─── Given text ───

The Turks advanced in several groups in the early morning of the 17th; Hayri Pasha's division on the right, heading towards Tsioba; Neşet Pasha's division to its left, on the main road to Domokos; Hamdi Pasha in the center; Mahmud Pasha's division on the left, intending to hit the Greek's right flank, and Haydar Pasha's division following Hamdi Pasha's.

The first shots were fired at around 10 am on the left of the Greek lines, when Hayri Pasha's forces encountered a small force of Greek cavalry in the village of Tsioba. Hayri Pasha overestimated the Greek force and advanced cautiously; it took his troops an hour to take the village. Neşet's troops were delayed as well, as they had orders not to advance forward of Hayri's troops. Hamdi also encountered Greek troops around 10 am.

The Turkish left wing under Hamdi and Memduh advanced slowly, hampered by the difficult ground and the resistance put up by the Greek troops under Colonel Mastrapas. The Greek Fourth Division held Hamdi's Albanian regulars back for some time before Hamdi forced his way forward with artillery. Memduh's forces faced similar difficulties against the Euzonoi defending against his advance.

By 3 pm the Greeks had withdrawn from the plains in front of Domlokos, and Neşet's artillery had begun shelling the Greek lines. The Turkish infantry from Neşet and Hayri's divisions pressed forward under Greek artillery fire, reaching positions 400-600 yards from the Greek trenches. At sunset, the artillery fire died down, and the Greek positions seemed intact.

At 11 pm Ethem Pasha received word from Hamdi. Hamdi and Memduh were in position on the Greek right, ready to attack the right or right rear of the Greek positions. Ethem gave orders for Hamdi to attack the Greek right the next day, while Memduh swung around to cut off the Greek line of retreat through the Phurka Pass. Prince Constantine realized the danger posed by the Turkish forces on their right, and retreated during the night, leaving their fires burning to keep the Turks from noticing the retreat.

==Aftermath==
Ethem took the initiative and advanced to Thermopylae about 40 km south. Although the pass was heavily defended by the Greek army it was captured. But the Ottoman grand vizier Halil Rifat Pasha was planning to capture Athens (to be used a bargaining chip in the future negotiations). Nevertheless, the great powers of Europe pressured the Ottoman government into signing a peace agreement. Two days after the battle both sides ceased fire. Although the Ottoman army was victorious on the battlefield, the porte lost the control of Crete.

─── Record extracts ───

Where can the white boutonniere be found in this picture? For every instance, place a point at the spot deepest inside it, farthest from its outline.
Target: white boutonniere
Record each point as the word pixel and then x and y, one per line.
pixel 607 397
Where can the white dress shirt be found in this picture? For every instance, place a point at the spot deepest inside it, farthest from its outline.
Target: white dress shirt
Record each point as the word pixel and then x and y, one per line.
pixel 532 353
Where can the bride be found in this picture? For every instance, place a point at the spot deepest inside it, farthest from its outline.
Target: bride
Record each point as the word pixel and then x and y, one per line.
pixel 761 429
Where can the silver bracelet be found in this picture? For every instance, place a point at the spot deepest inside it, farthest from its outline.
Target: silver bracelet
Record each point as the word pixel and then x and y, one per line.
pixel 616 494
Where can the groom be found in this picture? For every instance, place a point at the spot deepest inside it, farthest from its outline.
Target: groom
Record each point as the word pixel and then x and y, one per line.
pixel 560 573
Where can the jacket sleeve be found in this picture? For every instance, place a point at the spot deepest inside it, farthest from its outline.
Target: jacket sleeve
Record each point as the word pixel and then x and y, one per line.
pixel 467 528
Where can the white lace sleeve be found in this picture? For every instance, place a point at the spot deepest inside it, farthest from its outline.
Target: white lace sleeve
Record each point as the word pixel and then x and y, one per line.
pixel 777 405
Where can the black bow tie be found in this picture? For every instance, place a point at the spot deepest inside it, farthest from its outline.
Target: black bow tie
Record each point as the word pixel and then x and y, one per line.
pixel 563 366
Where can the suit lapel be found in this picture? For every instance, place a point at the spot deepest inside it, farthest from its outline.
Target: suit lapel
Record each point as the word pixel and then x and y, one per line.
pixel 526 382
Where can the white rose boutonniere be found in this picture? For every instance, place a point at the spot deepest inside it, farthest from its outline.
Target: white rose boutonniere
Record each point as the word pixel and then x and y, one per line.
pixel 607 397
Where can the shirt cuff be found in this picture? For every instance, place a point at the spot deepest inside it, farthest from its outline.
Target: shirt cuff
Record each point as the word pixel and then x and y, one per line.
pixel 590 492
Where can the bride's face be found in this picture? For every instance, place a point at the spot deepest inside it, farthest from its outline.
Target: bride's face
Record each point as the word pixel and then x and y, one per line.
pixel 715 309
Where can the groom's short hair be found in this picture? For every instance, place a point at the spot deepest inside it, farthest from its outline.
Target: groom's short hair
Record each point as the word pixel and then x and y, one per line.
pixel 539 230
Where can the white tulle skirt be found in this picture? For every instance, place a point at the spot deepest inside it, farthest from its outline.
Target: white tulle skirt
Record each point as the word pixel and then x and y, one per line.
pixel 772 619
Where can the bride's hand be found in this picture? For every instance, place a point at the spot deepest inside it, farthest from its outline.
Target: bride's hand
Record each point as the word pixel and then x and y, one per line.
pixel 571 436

───

> _Instructions_:
[1] Translate this sentence from the account of the Turkish advance on Domokos into Spanish: "Hamdi also encountered Greek troops around 10 am."
[2] From the account of the Turkish advance on Domokos, extract the passage from "The first shots" to "around 10 am.".

> _Responses_:
[1] Hamdi también se encontró con tropas griegas alrededor de las 10 de la mañana.

[2]
The first shots were fired at around 10 am on the left of the Greek lines, when Hayri Pasha's forces encountered a small force of Greek cavalry in the village of Tsioba. Hayri Pasha overestimated the Greek force and advanced cautiously; it took his troops an hour to take the village. Neşet's troops were delayed as well, as they had orders not to advance forward of Hayri's troops. Hamdi also encountered Greek troops around 10 am.